◆ **TASKS AND EXERCISES**:
1 – Retype the article on Warhol's Slovak honor word for word, beginning with "This is WESA" and stopping after "and formally schooled.".
2 – According to the article about Andy Warhol, which decoration did the Slovak Republic present to him posthumously?
3 – Carry on with the article about Andy Warhol's Slovak honor, picking up after its last sentence.

◆ **PASSAGE TO READ**:

● ● ●

Andy Warhol smiles while holding a black camera.
Richard Drew
/
AP
In this 1976 file photo, pop artist Andy Warhol smiles in New York.

This is WESA Arts, a weekly newsletter by Bill O'Driscoll providing in-depth reporting about the Pittsburgh area art scene. Sign up here to get it every Wednesday afternoon.

Three decades of visitors to The Andy Warhol Museum notwithstanding, the average person outside Southwestern Pennsylvania still probably doesn’t much associate Warhol himself with Pittsburgh.

Inevitably, he’s linked to New York City, where he lived most of his life and won global fame as an artist and scene-maker. Rather less so Pittsburgh, where he was merely born and formally schooled.

Warhol is popularly linked even less with Slovakia, the country where his parents, Andrej and Julia, were born. But Slovakians themselves seem to be an exception to that rule. On Feb. 22, the Slovak Republic’s ambassador to the U.S., at the behest of Slovakian President Zuzana Čaputová, posthumously presented the Order of the White Double Cross of the Second Class to Warhol “for promoting the Slovak Republic’s good name abroad.”

The Slovak Republic presented this certificate to Andy Warhol's nephew Donald Warhola with Warhol's Order of the Double White Cross medal.
Donald Warhola
The Slovak Republic presented this certificate to Andy Warhol's nephew Donald Warhola with Warhol's Order of the Double White Cross medal.

The Order of the White Double Cross — to movie fan Warhol, the name might have suggested the title of some lost 1940s film noir — is Slovakia’s highest state decoration, reserved for foreign citizens. While it’s usually granted to politicians and diplomats, the Second Class medal Warhol received has also gone to folks including opera singer Edita Gruber, NHL Hall of Famer Stan Mikita and American astronaut Eugen Andrew Cernan.

Ambassador Radovan Javorčík bestowed the beribboned medal to Warhol’s nephew Donald Warhola in a private event at The Warhol, while they stood in front of two paired Warhols: a 1978 self-portrait and a 1974 likeness of his mother, Julia.

● ● ●

◆ **SOURCE EXCERPT**:
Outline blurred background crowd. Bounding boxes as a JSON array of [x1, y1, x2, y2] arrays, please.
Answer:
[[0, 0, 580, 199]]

● ● ●

◆ **EXPECTED OUTPUTS**:
1 –
This is WESA Arts, a weekly newsletter by Bill O'Driscoll providing in-depth reporting about the Pittsburgh area art scene. Sign up here to get it every Wednesday afternoon.

Three decades of visitors to The Andy Warhol Museum notwithstanding, the average person outside Southwestern Pennsylvania still probably doesn’t much associate Warhol himself with Pittsburgh.

Inevitably, he’s linked to New York City, where he lived most of his life and won global fame as an artist and scene-maker. Rather less so Pittsburgh, where he was merely born and formally schooled.

2 – The Order of the White Double Cross of the Second Class.

3 –
Speaking after the brief, informal ceremony, Javorčík noted the late artist’s prominence in Slovakia has risen and fallen.

“Andy Warhol is a symbol, is a story, he’s an inspiration, and his name was basically banned in the former Czechoslovakia under the Communist regime” as a symbol of Western decadence, Javorčík said.

Warhol’s ethnicity is clear: Mikova, the tiny mountain village his parents came from, was home to Ruthenians, sometimes called Carpatho-Rusyns. But Carpatho-Rusyns never had a country of their own, and in part because of how borders shifted in the 20th century, Andrej and Julia Warhola’s nation of origin is a matter of historical perspective.

When they were born, Mikova was part of the Austro-Hungarian empire. In 1918, about when Andrej permanently emigrated to escape conscription during World War I, the territory became part of the newly created state of Czechoslovakia. In 1992, after the fall of Eastern-bloc Communism, that country split into the Czech Republic and the Slovak Republic.

Just as the latter claimed Mikova, so Slovaks today claim Warhol.

“We don’t steal him from anywhere, we just say that he was from Slovakia, and he was proud to recall that he came from eastern Slovakia,” said Javorčík. He referenced some of Warhol’s iconic artworks.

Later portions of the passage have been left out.